# Outback Plumbing



## PDX_Doug (Nov 16, 2004)

I am doing a little work on the water system plumbing on my 28RS-DS, and need to verify the plumbing schematic at the location of the pump. The hoses coming off each end of the pump go beneath the floor, so their destinations are unclear. Based on the sketch below I have two questions:








Question #1:
Am I correct in assuming that Line 'A' is the supply line from the fresh water tank, and Line 'B' is the output line to the trailers fresh water plumbing (inc. water heater)?

Question #2:
There has to be a check valve at some point that stops the city water supply from filling the fresh water tank. Is it integral with the pump? Or located elsewhere?

And why, BTW, can't we fill the fresh water tank from the City Water connection? There is a backflow checkvalve on the city water connection, and it sure would be a lot easier.









OK, that was three questions, so consider the last rhetorical!

Thanks for your help on this!

Happy Trails,
Doug


----------



## Highlander96 (Mar 1, 2005)

Doug,

I concur with your assumption on question one. It appears that way.
##########
(GIVEN EXERCISE A): Condense the paragraph of the plumbing thread that begins "I am doing a little work" into a shorter version that keeps its main facts.
(GIVEN EXERCISE B): Translate this sentence from the plumbing thread into Spanish: "The hoses coming off each end of the pump go beneath the floor, so their destinations are unclear."
(GIVEN EXERCISE C): Copy the plumbing thread word for word from "And why, BTW, can't" to "the last rhetorical!".
The data after this thread come from a separate source.

(SUPPLIED MATERIAL):
##########
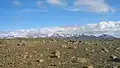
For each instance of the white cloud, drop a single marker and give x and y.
(16, 2)
(40, 4)
(56, 2)
(33, 10)
(99, 6)
(110, 27)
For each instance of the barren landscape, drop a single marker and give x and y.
(59, 53)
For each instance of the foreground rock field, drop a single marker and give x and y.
(58, 53)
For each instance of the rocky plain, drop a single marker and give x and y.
(59, 53)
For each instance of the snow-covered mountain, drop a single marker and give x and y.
(96, 29)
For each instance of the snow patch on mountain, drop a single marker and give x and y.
(109, 27)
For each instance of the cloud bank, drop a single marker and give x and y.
(98, 6)
(109, 27)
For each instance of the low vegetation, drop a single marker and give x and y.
(59, 53)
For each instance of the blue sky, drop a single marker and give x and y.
(22, 14)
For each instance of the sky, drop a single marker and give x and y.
(24, 14)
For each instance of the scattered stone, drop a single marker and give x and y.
(63, 46)
(86, 49)
(83, 60)
(105, 49)
(114, 67)
(41, 60)
(55, 54)
(113, 57)
(89, 66)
##########
(FINAL ANSWER A): The poster is working on the water system plumbing of a 28RS-DS and needs to confirm the plumbing layout at the pump. The hoses from both ends of the pump run beneath the floor, so it's unclear where they go. A sketch leads to two questions.

(FINAL ANSWER B): Las mangueras que salen de cada extremo de la bomba pasan por debajo del piso, así que no está claro adónde llegan.

(FINAL ANSWER C):
And why, BTW, can't we fill the fresh water tank from the City Water connection? There is a backflow checkvalve on the city water connection, and it sure would be a lot easier.









OK, that was three questions, so consider the last rhetorical!